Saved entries
BEGIN
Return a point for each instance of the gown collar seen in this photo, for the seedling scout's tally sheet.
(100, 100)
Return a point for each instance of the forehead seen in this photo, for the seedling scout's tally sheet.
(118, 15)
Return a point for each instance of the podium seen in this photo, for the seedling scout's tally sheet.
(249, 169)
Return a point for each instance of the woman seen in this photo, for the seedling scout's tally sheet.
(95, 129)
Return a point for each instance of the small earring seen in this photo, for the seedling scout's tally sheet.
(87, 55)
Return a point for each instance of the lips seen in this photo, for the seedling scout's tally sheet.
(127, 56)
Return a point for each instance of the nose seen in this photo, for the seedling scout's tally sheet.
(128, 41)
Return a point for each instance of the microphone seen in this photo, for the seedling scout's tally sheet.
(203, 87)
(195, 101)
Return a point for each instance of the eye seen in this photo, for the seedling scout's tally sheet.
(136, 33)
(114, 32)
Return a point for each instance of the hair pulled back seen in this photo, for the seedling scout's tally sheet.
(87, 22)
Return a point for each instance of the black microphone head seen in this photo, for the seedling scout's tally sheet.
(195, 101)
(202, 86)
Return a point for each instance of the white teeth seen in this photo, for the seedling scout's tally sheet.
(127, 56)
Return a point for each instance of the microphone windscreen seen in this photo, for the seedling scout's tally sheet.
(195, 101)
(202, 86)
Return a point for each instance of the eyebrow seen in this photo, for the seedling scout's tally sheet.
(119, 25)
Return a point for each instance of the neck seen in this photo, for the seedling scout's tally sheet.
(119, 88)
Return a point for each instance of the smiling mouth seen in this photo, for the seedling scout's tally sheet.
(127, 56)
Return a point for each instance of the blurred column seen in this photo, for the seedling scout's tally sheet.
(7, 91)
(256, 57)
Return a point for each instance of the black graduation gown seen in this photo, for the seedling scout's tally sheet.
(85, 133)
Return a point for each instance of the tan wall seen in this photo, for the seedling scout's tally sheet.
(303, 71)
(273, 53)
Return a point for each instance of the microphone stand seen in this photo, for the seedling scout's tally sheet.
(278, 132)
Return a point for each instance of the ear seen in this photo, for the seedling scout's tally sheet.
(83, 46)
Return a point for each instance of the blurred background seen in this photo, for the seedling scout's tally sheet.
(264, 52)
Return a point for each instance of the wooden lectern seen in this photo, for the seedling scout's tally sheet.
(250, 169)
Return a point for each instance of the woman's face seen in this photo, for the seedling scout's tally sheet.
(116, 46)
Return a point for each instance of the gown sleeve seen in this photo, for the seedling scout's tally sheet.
END
Transcribe the records. Keep every word exactly as it stands.

Return a point for each instance of the gown collar seen in this photo, for the seedling scout's tally sheet.
(100, 100)
Return a point for each instance of the forehead seen in this photo, for the seedling scout's tally sheet.
(118, 15)
Return a point for each instance of the podium seen in this photo, for the seedling scout's tally sheet.
(249, 169)
Return a point for each instance of the woman seen in this photo, for the seedling scout's tally sheet.
(95, 129)
Return a point for each instance of the small earring seen in this photo, for the seedling scout's tally sheet.
(87, 55)
Return a point for each instance of the lips seen in this photo, for the seedling scout's tally sheet.
(127, 56)
Return a point for each instance of the nose seen in this photo, for the seedling scout's tally sheet.
(128, 41)
Return a point for each instance of the microphone seen in this photo, for the seedling scout's tally sheet.
(203, 87)
(195, 101)
Return a point for each instance of the eye seen in this photo, for the seedling scout's tally sheet.
(136, 33)
(114, 32)
Return a point for each instance of the hair pulled back seen in this photo, for the seedling scout's tally sheet.
(87, 22)
Return a point for each instance of the black microphone head seen in this photo, for the seedling scout's tally sheet.
(195, 101)
(202, 86)
Return a point for each instance of the white teeth seen in this photo, for the seedling scout's tally sheet.
(127, 56)
Return a point for each instance of the microphone windscreen seen in this photo, for the seedling scout's tally sheet.
(195, 101)
(202, 86)
Return a point for each instance of the eyebrow seen in this photo, for the seedling scout's tally sheet.
(119, 25)
Return a point for each instance of the neck seen in this photo, for the seedling scout's tally sheet.
(119, 88)
Return a point for each instance of the smiling mouth seen in this photo, for the seedling scout's tally sheet.
(127, 56)
Return a point for each instance of the blurred column seen in this photo, for the seedling scout's tally sheet.
(7, 91)
(256, 57)
Return a point for each instance of the black graduation gown seen in this photo, for the seedling scout's tally sheet.
(85, 133)
Return a point for each instance of the tan wall seen in this photo, for the seedling scout's tally sheet.
(303, 71)
(273, 53)
Return a point for each instance of the microphone stand seen in this photo, for the seedling scout's tally sheet.
(278, 132)
Return a point for each instance of the ear seen in this photo, for the seedling scout's tally sheet.
(83, 46)
Return a point for each instance of the blurred background seen in this photo, for the seedling scout's tally sheet.
(264, 52)
Return a point for each instance of the wooden lectern seen in this photo, for the seedling scout's tally sheet.
(250, 169)
Return a point for each instance of the woman's face seen in this photo, for the seedling scout's tally sheet.
(116, 46)
Return a point for each instance of the gown sleeve seen in this photo, for the seedling scout's tally sheet.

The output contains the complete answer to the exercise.